** start **

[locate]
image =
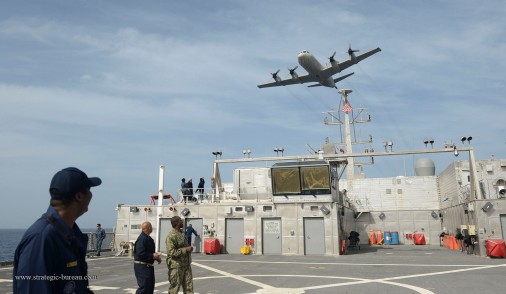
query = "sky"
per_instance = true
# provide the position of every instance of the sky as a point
(118, 88)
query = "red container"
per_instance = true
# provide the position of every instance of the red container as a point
(211, 246)
(496, 248)
(419, 239)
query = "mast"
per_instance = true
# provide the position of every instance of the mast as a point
(350, 173)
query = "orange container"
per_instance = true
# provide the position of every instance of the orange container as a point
(379, 237)
(372, 238)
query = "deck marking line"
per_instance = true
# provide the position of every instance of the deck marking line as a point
(387, 280)
(240, 278)
(349, 264)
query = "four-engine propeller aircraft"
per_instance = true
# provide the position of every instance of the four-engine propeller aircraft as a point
(316, 72)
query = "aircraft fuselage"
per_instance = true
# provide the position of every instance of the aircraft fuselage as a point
(313, 66)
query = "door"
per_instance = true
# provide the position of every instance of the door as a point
(197, 226)
(164, 229)
(271, 235)
(314, 236)
(234, 232)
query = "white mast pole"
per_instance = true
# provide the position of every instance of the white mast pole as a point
(159, 209)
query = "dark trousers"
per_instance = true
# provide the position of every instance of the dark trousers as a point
(145, 276)
(98, 245)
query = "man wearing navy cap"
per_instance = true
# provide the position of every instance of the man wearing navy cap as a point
(50, 257)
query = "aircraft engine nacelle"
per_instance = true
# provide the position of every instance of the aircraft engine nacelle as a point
(335, 64)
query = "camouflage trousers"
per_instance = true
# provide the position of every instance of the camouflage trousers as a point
(180, 277)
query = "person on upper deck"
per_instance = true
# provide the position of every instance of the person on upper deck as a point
(99, 237)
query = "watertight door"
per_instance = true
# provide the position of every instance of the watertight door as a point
(197, 226)
(314, 236)
(271, 235)
(234, 235)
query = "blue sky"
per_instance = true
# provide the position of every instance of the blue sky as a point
(118, 88)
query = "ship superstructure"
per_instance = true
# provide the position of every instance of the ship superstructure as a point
(300, 205)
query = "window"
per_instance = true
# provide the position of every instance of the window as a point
(301, 180)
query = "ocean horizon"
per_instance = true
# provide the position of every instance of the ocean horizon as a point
(10, 238)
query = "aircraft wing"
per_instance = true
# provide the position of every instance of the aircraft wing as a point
(291, 81)
(332, 70)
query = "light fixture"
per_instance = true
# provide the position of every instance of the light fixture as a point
(487, 207)
(217, 153)
(464, 139)
(279, 149)
(390, 143)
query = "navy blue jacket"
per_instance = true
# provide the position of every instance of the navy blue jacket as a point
(45, 261)
(144, 248)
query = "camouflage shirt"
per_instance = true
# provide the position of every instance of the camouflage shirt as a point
(176, 244)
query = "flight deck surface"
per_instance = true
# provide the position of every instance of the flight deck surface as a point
(373, 269)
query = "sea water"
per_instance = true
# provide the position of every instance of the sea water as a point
(9, 240)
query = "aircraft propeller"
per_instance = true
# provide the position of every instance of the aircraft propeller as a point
(351, 51)
(331, 58)
(275, 75)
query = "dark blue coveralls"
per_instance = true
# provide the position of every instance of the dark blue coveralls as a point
(143, 263)
(45, 260)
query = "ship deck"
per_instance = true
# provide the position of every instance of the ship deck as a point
(372, 269)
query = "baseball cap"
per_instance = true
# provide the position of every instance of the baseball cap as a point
(69, 181)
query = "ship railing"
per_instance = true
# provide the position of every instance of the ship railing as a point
(107, 244)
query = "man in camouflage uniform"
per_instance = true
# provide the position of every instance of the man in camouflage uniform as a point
(178, 258)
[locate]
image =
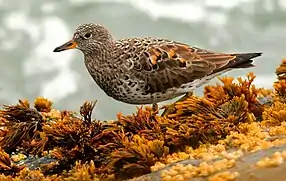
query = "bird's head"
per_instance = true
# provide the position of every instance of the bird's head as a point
(89, 38)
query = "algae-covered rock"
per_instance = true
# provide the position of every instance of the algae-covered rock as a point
(236, 131)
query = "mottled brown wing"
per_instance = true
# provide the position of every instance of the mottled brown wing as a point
(172, 64)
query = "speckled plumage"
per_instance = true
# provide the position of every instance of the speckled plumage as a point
(148, 70)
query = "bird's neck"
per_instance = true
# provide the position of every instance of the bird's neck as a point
(100, 56)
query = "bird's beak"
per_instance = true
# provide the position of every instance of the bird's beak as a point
(68, 45)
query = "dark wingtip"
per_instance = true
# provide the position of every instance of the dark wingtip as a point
(58, 49)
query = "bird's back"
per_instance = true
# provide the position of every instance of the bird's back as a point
(154, 70)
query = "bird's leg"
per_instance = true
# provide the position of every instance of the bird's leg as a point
(171, 107)
(154, 107)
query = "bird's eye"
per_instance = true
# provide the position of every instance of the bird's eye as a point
(87, 35)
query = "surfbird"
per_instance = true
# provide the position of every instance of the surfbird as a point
(148, 70)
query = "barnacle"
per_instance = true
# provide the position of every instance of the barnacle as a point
(280, 84)
(6, 165)
(43, 104)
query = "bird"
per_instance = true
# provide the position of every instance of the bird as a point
(149, 70)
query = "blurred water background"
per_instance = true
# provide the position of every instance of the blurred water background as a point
(31, 29)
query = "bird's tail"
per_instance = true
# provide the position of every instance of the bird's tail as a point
(243, 60)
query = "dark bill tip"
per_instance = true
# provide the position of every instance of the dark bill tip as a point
(68, 45)
(58, 49)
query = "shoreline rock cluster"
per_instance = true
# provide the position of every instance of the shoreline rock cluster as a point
(236, 131)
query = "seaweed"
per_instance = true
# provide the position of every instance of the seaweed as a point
(65, 145)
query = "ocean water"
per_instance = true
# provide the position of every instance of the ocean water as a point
(31, 29)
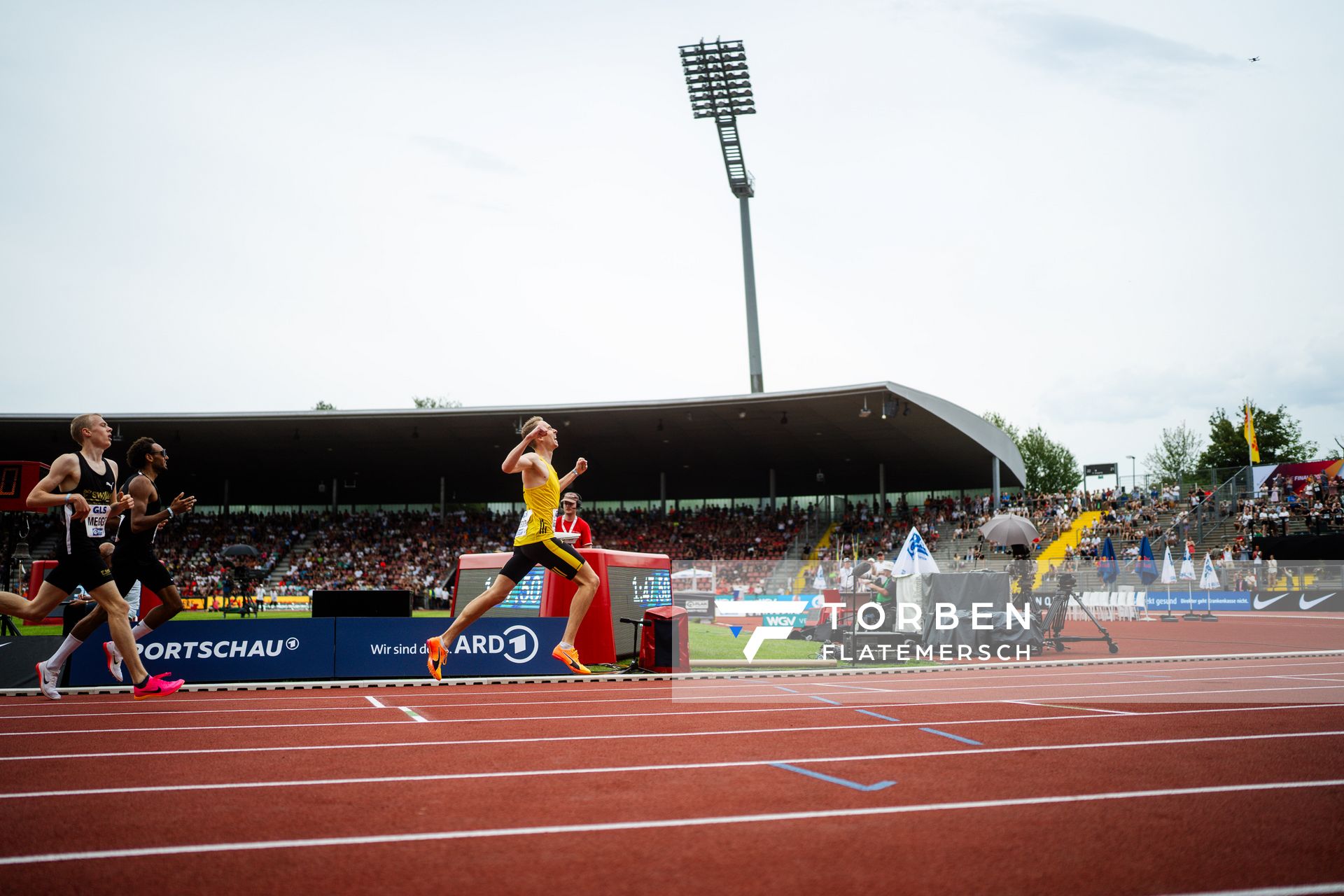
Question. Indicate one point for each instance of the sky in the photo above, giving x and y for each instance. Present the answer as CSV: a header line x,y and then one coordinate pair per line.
x,y
1093,216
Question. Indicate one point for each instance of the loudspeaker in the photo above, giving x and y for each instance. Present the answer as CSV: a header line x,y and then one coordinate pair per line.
x,y
362,603
664,645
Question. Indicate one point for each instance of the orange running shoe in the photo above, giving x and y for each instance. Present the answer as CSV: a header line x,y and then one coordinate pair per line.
x,y
570,657
437,653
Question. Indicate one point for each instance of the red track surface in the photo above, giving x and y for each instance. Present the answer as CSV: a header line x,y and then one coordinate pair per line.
x,y
1155,778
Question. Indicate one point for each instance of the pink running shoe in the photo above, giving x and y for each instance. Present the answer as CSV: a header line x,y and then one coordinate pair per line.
x,y
158,687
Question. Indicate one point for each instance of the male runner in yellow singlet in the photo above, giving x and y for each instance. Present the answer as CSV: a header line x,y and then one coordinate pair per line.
x,y
534,543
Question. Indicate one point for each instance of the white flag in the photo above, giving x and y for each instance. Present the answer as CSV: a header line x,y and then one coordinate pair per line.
x,y
1168,570
914,558
1187,566
1210,578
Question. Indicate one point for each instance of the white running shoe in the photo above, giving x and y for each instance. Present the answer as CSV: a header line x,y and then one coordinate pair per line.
x,y
48,681
109,649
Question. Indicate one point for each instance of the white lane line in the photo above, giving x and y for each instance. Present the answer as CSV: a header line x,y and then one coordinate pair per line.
x,y
659,715
493,704
687,766
657,824
1056,706
600,680
527,691
491,742
1298,890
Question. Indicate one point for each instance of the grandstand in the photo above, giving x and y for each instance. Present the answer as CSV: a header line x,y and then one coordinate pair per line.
x,y
749,484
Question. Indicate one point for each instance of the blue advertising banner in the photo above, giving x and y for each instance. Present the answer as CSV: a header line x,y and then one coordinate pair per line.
x,y
492,647
220,650
1198,599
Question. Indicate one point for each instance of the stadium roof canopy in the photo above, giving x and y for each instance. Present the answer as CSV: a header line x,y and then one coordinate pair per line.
x,y
707,448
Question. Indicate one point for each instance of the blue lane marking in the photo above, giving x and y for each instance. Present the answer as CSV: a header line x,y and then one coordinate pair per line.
x,y
881,785
965,741
876,715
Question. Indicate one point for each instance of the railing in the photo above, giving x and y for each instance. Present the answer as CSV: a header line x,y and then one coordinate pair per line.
x,y
1233,575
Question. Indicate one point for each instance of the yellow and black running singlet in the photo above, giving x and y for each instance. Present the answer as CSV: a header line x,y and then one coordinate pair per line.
x,y
542,503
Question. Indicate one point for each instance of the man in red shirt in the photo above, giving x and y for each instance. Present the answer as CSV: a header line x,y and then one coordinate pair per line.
x,y
569,520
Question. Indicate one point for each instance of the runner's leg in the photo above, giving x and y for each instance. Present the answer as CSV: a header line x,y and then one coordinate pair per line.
x,y
118,624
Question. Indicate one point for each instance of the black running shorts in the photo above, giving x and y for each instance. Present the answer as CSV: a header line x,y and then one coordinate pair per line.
x,y
81,567
148,571
554,555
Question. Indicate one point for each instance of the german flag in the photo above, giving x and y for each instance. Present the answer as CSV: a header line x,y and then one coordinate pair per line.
x,y
1249,433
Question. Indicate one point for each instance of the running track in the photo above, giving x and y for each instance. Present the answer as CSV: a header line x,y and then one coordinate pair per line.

** end **

Output the lines from the line containing "Question. Indicate one point for each instance of the stadium" to the end, both included; add nothing.

— Output —
Question. Indicate one point for each instance of the stadium roof canopy in the photo above, giving x and y for each instance. Present the answer as CSV: a header line x,y and then one coordinate pair per line.
x,y
707,448
Question. Indicate one point for each instance of the blue lane marking in the photo above, giving x and y for each instance. Present the answer as CSV: a header line x,y and then one coordinate pair per line.
x,y
881,785
965,741
876,715
Question. Indicate one point for each instance of the railing in the photo above, giving x and y for each instance. Present the answer as CSV: a header line x,y and then one coordinate pair per line.
x,y
1233,575
Question. Indicate one point for each instance of the yellow and black running singlet in the photo above, giving x and y for each instance. Present the answer as CSV: a header line x,y and then one coordinate pair per line.
x,y
542,503
Question. Indicate one point for each instance of the man in red shirt in the photo above, giving x and y for each instance. Present the answer as CSV: a header line x,y and then one coordinate pair per line.
x,y
569,520
Question. Indicate one point for each instance of the runner's leg in the photo above, giving x and y for each instance. Present the answer as CSV: a header line x,y and then one coordinate pair per line.
x,y
118,624
Question. Indicate one point for each instance of the black running shorts in the photo above, giving x and y for each instance. Present the answer as CSV: a header line x,y and then one coordinate pair per line.
x,y
81,567
148,571
554,555
Question. Indicate one point for each instance of the german flag in the photo above, giving x and y for each instance. Present the answer as CSV: a header line x,y and then one coordinate pair per line.
x,y
1249,433
Question. Indicate one point for each instance of the running track in the photo above, giving x and y for each instance. Present the answer as CSV: a header line x,y and then one coordinate pair per line.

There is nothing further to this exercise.